To calculate metrics in batch jobs you need to configure the metrics specifically for your event data in a configuration file for your schema. For a simple example you can take a look at metric-framework/conf/socialnet7_metrics.json which is setup to run for the default simulated data file. The configuration is a set of named objects where the key is the name of the metric that will be created (the name to be entered in the table metric_name in the database) and the value is an object containing key/value pairs that are the bind variables for the SQL. Here is an example from the socialnet7 configuration:

    "date_range": {
        "from_date" :"2019-02-04",
        "to_date" : "2019-05-06"
    },,
	"event_properties" : [],
	"account_tenure": {
	    "sql" : "metric_tenure"
	},
	"post_per_month": {
		"event_id":  0,
		"fun" : "count(*)",
		"measwin" : 8,
		"quotwin" : 4,
		"minten" : 2,
		"sql" : "metric_over_period_tenscale"
	}

The entire configuration is a JSON of name/value pairs that is loaded as a dictionary in Python. Each name maps to another object which contains additional name/value pairs.

The first object in the configuration is a named date_range which contains the start and end dates for the metrics to be calculated as from_date and to_date.

The second object is a list of properties that are in the event table - these will be included in the Event QA (described above) if there are any. (In the future there will be a simulated data set with event properties, but not yet...)

The third object is an example of a no-parameter metric, account_tenure (described in Chapter 3 of the book). The only parameter in the object is the sql parmeter which indicates which SQL file (in metric-framework/sql) is run to make the metric calculation.

The second object in the example configuration is a metric that has multiple parameters. This configuration will create a metric named "post_per_month". The sql parameter in the configuration object indicates which specific SQL to execute in order to create the metric : in this case it is the sql metric-framework/sqls/metric_over_period_tenscale.sql.
The other fields in the configuration object will all be matched to bind variables in the SQL.

Each metric you create requires one configuration and the easiest way to create them is copy/paste and then modify the existing configurations. For more examples of metric configurations (the socialnet7 only has one example repeated) look at the other sample file metric-framework/conf/x_metrics.json. (Unless you really need to make a lot - then its not so easy to make them manually and you should spend some time automating that process as well. Maybe that will be a future feature in this framework...)

WHAT YOU WILL DO:
Answer these from the text on metric configuration files:
(a) Under what two names does date_range hold the start and end dates?
(b) Which sample file contains more examples of metric configurations?
(c) In the "post_per_month" object, what are the fields other than sql matched to?

AVAILABLE DATA:
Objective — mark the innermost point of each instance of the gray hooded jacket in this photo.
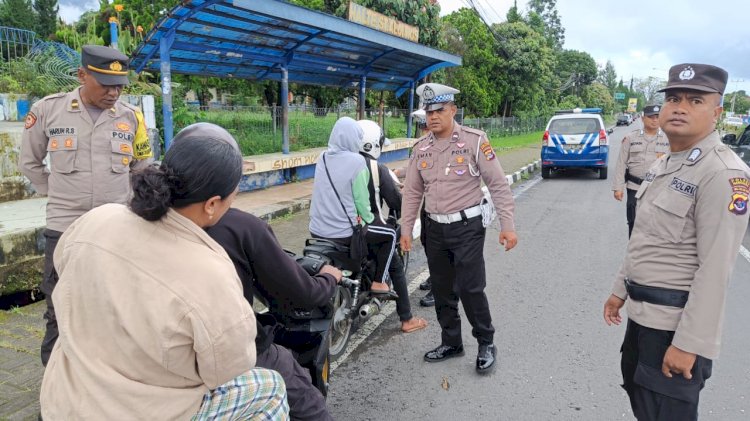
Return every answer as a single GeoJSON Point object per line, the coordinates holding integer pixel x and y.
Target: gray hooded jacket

IN RESPONSE:
(a) from_date and to_date
(b) metric-framework/conf/x_metrics.json
(c) Bind variables in the SQL